··· ARTICLE

- Born: Tarık Emir Tekin 15 June 1997 (age 29) Istanbul, Turkey
- Education: Oxford School of Drama
- Occupation: Actor
- Years active: 2020–present
- Height: 1.80 m (5 ft 11 in)
- Parents: Metin Tekin; Şevval Sam;
- Relatives: Leman Sam (maternal grandmother)
- Awards: 48th Golden Butterfly Awards – Shining Star (2022)

= Taro Emir Tekin =

Turkish actor

Tarık "Taro" Emir Tekin (born 15 June 1997) is a Turkish actor, known for his roles in the TV series Sadakatsiz and Bir Peri Masalı. He studied drama at the Oxford School of Drama. Tekin is the son of actress Şevval Sam and retired footballer Metin Tekin. His grandmother is singer Leman Sam.

······

§ **DIRECTIONS FOR THIS TASK**:
Copy the stretch of the biography from "- Born: Tarık" through "Sam (maternal grandmother)", swapping "Oxford School of Drama" for "Royal Central School of Speech and Drama". The items after this come from a different source than the biography above.

··· GIVEN RECORDS

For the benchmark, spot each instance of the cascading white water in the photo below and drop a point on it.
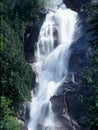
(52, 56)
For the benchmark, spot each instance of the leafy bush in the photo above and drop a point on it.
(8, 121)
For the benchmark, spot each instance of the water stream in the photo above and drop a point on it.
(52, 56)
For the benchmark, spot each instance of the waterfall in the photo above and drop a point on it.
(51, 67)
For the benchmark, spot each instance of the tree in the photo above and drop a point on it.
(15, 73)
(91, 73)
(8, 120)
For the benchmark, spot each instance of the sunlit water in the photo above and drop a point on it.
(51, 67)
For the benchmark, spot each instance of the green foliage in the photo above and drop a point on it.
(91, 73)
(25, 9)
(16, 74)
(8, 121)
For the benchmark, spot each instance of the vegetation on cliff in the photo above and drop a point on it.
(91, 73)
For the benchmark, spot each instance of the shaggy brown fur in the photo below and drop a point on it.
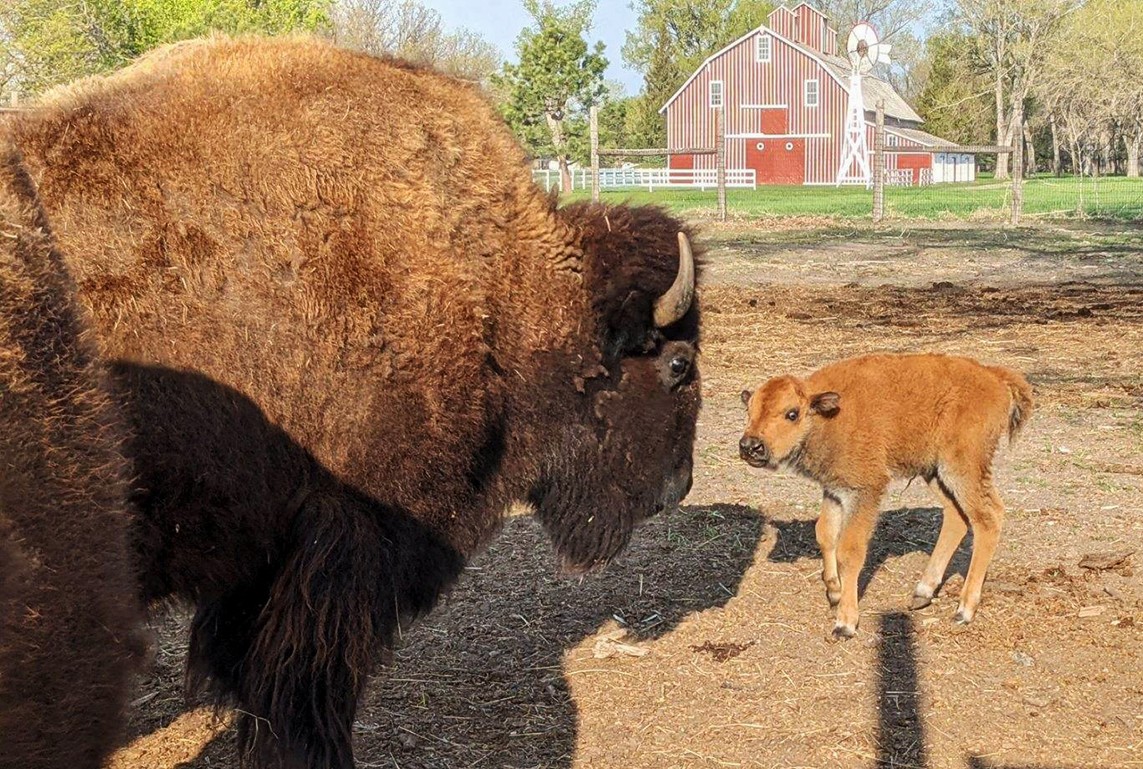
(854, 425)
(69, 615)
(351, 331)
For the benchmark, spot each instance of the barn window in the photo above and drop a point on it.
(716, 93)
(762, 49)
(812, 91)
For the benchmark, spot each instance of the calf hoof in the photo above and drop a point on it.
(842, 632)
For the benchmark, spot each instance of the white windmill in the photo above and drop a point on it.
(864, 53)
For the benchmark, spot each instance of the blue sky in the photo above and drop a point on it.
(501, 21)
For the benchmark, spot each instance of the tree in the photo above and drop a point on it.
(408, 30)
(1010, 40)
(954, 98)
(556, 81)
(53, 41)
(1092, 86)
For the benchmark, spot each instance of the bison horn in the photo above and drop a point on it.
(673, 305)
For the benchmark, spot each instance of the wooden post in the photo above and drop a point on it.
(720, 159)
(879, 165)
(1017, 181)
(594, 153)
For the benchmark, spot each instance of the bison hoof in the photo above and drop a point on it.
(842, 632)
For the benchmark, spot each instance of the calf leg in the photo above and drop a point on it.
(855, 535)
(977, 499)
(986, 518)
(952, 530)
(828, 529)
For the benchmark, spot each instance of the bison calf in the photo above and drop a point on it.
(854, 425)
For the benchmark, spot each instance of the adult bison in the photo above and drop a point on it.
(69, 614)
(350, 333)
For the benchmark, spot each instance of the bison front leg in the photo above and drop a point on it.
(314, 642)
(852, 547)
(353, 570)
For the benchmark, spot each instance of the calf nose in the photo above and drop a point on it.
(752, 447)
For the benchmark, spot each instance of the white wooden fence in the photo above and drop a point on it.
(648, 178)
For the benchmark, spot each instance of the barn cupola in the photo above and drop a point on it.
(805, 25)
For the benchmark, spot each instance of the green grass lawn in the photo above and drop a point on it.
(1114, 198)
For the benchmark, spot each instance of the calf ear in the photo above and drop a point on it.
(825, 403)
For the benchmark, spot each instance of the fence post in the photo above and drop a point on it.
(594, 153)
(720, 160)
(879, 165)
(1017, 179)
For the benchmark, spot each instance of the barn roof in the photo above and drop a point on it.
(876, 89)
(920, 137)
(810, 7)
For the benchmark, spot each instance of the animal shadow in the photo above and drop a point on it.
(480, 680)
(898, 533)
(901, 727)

······

§ **TASK ANSWER**:
- Born: Tarık Emir Tekin 15 June 1997 (age 29) Istanbul, Turkey
- Education: Royal Central School of Speech and Drama
- Occupation: Actor
- Years active: 2020–present
- Height: 1.80 m (5 ft 11 in)
- Parents: Metin Tekin; Şevval Sam;
- Relatives: Leman Sam (maternal grandmother)